EXERCISE REQUIREMENTS
**a)** What five qualities does the blog post on coding rules say rules should have?
**b)** Please carry the blog post on coding rules forward from its final sentence.

DOCUMENT EXCERPT
_ _ _ _ _

// dispatch № 1

(Un)Forgettable rules

17 April 2026

There are truths in the code base that we require as self-evident

In code, let’s say it’s easy to create a system. You wire up all the bells and whistles and things work great! Let’s call this piece of work A.

A month goes by and it’s time to extend that feature, add onto it, or even just contribute some additional piece of behaviour in that system. Let’s call this piece of work B.

In A, you probably established some patterns or standards for other code to follow, these are the rules in this context. The idea is that you spent some significant amount of time solving this problems and building abstractions to be reused in the future. Or maybe you even found a trap you want to prevent other’s from falling into. Whatever the reason, you created abstractions to fix a current or future problem.

But here’s the catch.

There’s nothing enforcing these abstractions.

Sure if someone spent the time to read through your implementation and comments and wisdom, they might gleam the insight you once held. But the reality is that a lot of people are not writing there own code now a days, and it can be difficult to acquire someone else’s headspace, especially if your in a crunch. I will say because of these details, it’s easy to miss useful and important abstractions which the system has already created. It’s logical to predict that B will go off the rails in one or more ways, potentially solving the same problems and falling into traps A already encountered.

Rules should be

  • lean
  • forgettable
  • enforceable
  • obvious
  • non-negotiable

I recently ran into a small collection of these rules packaged into an elixir library called jump credo checks . This library describes itself as a “collection of opinionated Credo checks aimed at improving code quality and catching common mistakes in Elixir, Oban, and LiveView”. Let’s unpack that a little bit:

To understand what a Credo check is, we first need to understand what Credo is. Credo is “a static code analysis tool for the Elixir language with a focus on teaching and code consistency”. A static code analysis tool looks at your code and talks about it. It can give you insights on refactoring opportunities, show inconsistencies in naming, and even enforce a desired coding style. Connecting the jump_credo_checks to Credo, a Credo check could look like this:

Jump.CredoChecks.TestHasNoAssertions: Alerts on ExUnit test blocks that contain no assertions.

_ _ _ _ _

RECORD SET
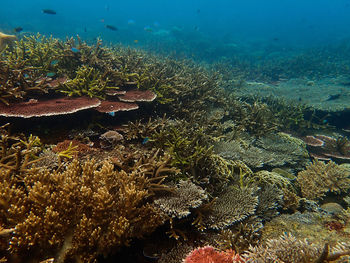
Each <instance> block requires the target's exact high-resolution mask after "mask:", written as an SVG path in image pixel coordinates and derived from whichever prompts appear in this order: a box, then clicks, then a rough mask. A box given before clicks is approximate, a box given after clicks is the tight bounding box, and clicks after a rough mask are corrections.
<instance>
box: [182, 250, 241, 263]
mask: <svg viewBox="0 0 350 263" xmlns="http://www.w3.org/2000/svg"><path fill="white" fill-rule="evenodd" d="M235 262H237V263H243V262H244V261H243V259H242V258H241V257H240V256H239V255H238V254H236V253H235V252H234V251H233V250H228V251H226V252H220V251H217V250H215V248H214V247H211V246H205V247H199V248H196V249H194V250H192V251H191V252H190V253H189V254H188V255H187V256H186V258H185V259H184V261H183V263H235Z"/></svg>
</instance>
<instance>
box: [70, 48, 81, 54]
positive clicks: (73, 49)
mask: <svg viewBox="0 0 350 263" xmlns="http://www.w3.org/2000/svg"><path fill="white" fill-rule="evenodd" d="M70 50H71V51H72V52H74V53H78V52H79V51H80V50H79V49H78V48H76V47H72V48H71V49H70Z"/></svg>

_ _ _ _ _

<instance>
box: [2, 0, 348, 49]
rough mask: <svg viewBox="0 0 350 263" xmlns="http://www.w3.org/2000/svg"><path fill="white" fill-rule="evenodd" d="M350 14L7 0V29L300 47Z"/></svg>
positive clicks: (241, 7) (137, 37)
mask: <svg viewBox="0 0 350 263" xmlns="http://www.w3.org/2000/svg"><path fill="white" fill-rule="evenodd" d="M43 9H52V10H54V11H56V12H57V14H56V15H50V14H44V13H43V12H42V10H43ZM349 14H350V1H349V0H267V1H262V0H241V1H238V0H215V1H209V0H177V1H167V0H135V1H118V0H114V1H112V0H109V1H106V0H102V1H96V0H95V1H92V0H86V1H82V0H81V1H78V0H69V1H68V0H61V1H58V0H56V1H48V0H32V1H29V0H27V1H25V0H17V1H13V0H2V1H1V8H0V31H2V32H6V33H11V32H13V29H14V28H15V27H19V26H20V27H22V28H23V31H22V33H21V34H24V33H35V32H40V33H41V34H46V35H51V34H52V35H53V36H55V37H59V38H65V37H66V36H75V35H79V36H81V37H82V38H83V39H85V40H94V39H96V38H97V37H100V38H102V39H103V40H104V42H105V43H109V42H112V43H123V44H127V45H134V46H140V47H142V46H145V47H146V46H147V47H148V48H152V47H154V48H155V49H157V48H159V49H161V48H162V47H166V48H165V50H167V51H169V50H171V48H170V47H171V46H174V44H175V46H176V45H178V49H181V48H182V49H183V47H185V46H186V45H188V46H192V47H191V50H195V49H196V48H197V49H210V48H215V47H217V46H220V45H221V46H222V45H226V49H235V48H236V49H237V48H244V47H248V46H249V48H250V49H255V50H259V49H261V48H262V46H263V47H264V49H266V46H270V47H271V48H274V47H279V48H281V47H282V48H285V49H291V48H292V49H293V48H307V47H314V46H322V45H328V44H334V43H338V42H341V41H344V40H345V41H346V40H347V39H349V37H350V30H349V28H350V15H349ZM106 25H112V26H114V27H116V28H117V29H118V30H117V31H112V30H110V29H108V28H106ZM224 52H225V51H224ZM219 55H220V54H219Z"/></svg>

_ _ _ _ _

ANSWERS PER TASK
**a)** Lean, forgettable, enforceable, obvious, and non-negotiable.

**b)**
We can learn a number of things from this example.

  1. Credo checks are lean, they look for one thing and one thing only
  2. A good name describes the functionality and a description helps explain the why and what

This check is pointing out the obvious: a test should always have an assertion of some kind. Otherwise it’s not much of a test is it now?

Most people might take this for granted or say it’s a given, but that’s the entire point. If it’s intended to always happen, let’s require it to be that way. This way we, or an llm, or a new team member, or literally anybody else can never make this mistake.

There are truths in the codebase that we hold as self-evident.

But we can do better. Let’s try again.

There are truths in the codebase that we require as self-evident.

What does that even mean?

Well you can write your own code and pursue your implementation, but there are small things which need to be upheld for the sake of the system, sanity, and whatever reason your particular use case or problem demands.

This Credo check, unspoken rule, whatever you want to call it is not preventing you from solving a problem, but rather forcefully encouraging you towards an agreed upon standard.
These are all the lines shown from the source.